* begin *

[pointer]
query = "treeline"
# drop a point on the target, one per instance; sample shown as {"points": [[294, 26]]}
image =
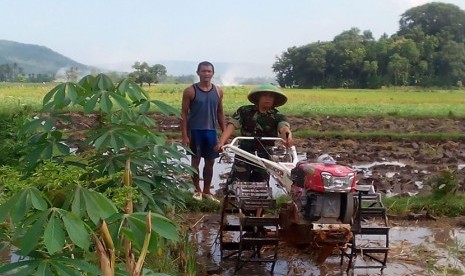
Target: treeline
{"points": [[428, 50], [14, 73]]}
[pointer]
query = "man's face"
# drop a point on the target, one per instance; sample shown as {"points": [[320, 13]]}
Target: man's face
{"points": [[266, 99], [205, 73]]}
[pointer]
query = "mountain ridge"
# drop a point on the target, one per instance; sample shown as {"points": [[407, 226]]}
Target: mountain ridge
{"points": [[37, 59]]}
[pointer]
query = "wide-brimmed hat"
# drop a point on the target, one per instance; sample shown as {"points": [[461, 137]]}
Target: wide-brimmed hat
{"points": [[279, 97]]}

* end *

• _Aim of the task_
Format every line of the material above as a Markdown table with the columns Row and Line, numbering the rows and skipping blank lines. Leave the pictures out.

• _Response to the exercise_
| Row | Line |
|---|---|
| 1 | [pointer] |
| 2 | query = "treeline" |
| 3 | # drop a point on the target, one per instance; sample shown as {"points": [[294, 26]]} |
| 4 | image = |
| 5 | Target: treeline |
| 6 | {"points": [[428, 50], [14, 73]]} |
| 7 | [pointer] |
| 8 | query = "man's face" |
| 9 | # drop a point on the target, one per instance; sample shown as {"points": [[320, 13]]} |
| 10 | Target: man's face |
| 11 | {"points": [[266, 99], [205, 73]]} |
| 12 | [pointer] |
| 13 | query = "mountain ridge" |
| 14 | # drop a point on the target, one per instance; sample shown as {"points": [[407, 226]]} |
| 15 | Target: mountain ridge |
| 16 | {"points": [[37, 59]]} |
| 17 | [pointer] |
| 18 | query = "wide-brimmed hat" |
| 19 | # drop a point on the target, one per instance; sample shown as {"points": [[461, 137]]} |
| 20 | Target: wide-brimmed hat |
| 21 | {"points": [[279, 97]]} |